WHAT IS REQUIRED: Give the records again. Keep them exact and leave out the images.

RECORDS FOR PROCESSING:

================

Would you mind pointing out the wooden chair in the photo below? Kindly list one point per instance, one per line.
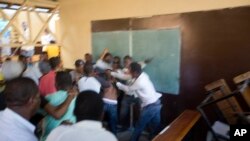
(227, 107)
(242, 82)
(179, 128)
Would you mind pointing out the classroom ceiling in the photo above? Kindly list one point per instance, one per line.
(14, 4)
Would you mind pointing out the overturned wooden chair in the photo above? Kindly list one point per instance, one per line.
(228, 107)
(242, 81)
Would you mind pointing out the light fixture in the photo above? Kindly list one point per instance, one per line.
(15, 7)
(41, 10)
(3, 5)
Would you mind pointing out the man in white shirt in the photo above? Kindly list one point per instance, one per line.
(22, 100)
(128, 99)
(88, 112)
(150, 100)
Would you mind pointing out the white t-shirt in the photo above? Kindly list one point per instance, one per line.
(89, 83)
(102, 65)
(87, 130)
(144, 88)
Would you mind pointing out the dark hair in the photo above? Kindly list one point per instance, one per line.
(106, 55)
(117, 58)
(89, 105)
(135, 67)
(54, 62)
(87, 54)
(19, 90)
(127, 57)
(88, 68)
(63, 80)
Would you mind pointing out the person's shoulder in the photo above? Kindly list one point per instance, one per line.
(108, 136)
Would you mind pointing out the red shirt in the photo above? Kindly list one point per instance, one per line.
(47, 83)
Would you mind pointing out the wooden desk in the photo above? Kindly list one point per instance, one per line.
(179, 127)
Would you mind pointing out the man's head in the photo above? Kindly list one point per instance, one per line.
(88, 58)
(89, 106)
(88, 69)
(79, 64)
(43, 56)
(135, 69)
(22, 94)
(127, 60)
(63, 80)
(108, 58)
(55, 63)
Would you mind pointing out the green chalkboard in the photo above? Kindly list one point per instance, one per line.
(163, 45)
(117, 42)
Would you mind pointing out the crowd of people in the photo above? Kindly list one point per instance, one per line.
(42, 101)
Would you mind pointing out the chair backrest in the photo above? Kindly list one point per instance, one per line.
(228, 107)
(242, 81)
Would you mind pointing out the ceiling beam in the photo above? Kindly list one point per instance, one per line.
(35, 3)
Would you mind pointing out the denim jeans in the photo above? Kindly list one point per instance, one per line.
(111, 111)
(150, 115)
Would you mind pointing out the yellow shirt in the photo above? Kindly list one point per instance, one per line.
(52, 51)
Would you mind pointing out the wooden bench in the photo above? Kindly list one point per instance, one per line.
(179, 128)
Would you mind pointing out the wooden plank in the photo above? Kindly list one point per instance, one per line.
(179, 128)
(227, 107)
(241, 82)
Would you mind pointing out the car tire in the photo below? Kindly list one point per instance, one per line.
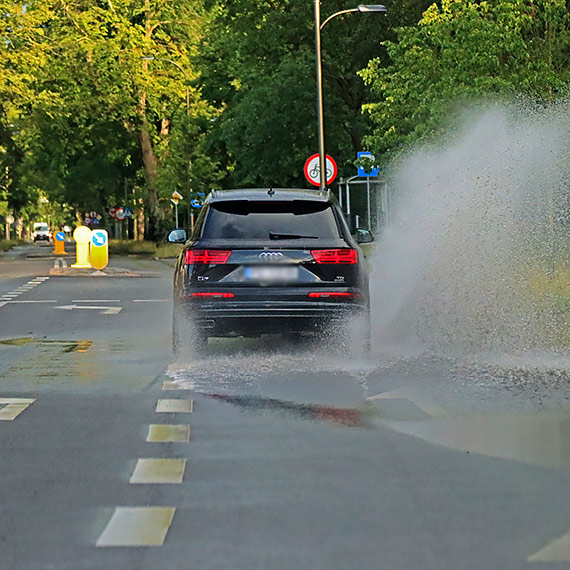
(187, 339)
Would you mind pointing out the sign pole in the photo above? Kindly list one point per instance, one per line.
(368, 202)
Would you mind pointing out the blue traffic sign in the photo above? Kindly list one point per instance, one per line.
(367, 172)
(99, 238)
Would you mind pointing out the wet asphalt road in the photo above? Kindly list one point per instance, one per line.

================

ANSWER SPACE:
Would you mind pointing out the wooden chair in the photo below? Kindly list one point per instance, one per line.
(227, 107)
(242, 82)
(179, 128)
Would you mind pointing out the classroom ceiling in the photo above? Kindly list one point per instance, one per line.
(14, 4)
Would you mind pointing out the overturned wooden chair in the photo above? Kindly list one point per instance, one per line.
(228, 107)
(242, 81)
Would you mind pointing out the light fixture in the photo above? Kindly list one point per instance, one per line.
(15, 7)
(41, 10)
(3, 5)
Would you mind pointing out the man in white shirt in the photo above? Kindly list one point per instance, one per line.
(22, 100)
(128, 99)
(88, 112)
(150, 100)
Would you mind pointing out the white t-shirt in the photo above? Kindly list one point per instance, one per line.
(89, 83)
(102, 65)
(87, 130)
(144, 88)
Would you mind pointing out the dark hair in the photo above? Kindly list one point per instance, one per line.
(106, 55)
(117, 58)
(89, 105)
(135, 67)
(54, 62)
(87, 54)
(19, 90)
(127, 57)
(88, 68)
(63, 80)
Would you mind pointing out the person's shoulder in the photo above? Kindly list one point per instance, one per line.
(108, 136)
Would you mind pointing out the red shirt in the photo above? Kindly list one point per instance, one per line.
(47, 83)
Would you mind pointing out the wooden desk in the photo above? Kindly list one point per instance, one per line.
(179, 127)
Would you mind pointing out the man's head in the photo above? Kindly list one point per instance, one per line.
(88, 58)
(89, 106)
(88, 69)
(79, 64)
(43, 56)
(135, 69)
(22, 94)
(127, 60)
(63, 80)
(108, 58)
(55, 63)
Would you mind pointing out the green chalkboard in the photo above? Kindly list one point per instance, one per line.
(163, 45)
(117, 42)
Would you mind pointing out the crowd of people in the photo above? Kindly list one point per instance, one per line.
(42, 101)
Would you mind pointing out the chair backrest in the photo above? Kindly list one point per instance, one per line.
(228, 107)
(242, 81)
Would you mind pointing out the ceiling beam in the photo above? Kindly list one point per instance, one per line.
(35, 3)
Would you mind pointing out the denim jeans in the photo above? Kindly list one point per instance, one per line.
(111, 111)
(150, 115)
Would you mind pointing out the yellow shirt in the photo above? Kindly list one point per instance, one per line.
(52, 51)
Would you mind pointing out the wooden bench in the photo above? Kindly list one point per instance, one per line.
(179, 128)
Would you mind pointing out the wooden plank in the photo above? Kindly list one point per instance, one per line.
(179, 128)
(227, 107)
(241, 82)
Would you mind pointing out the car tire in the photo below? Kindly list one point per instance, one per line.
(187, 339)
Would you mind pointing out the sign pole in the photo above? Kindly list one point per instance, one per line.
(368, 202)
Would you mind pointing out the blue traffic sign in the photo above? Kindly list one point per instance, one per line.
(367, 172)
(99, 238)
Would you mind pointing out the wet asphalt road in the photo above? Kindly list one point per instance, one per line.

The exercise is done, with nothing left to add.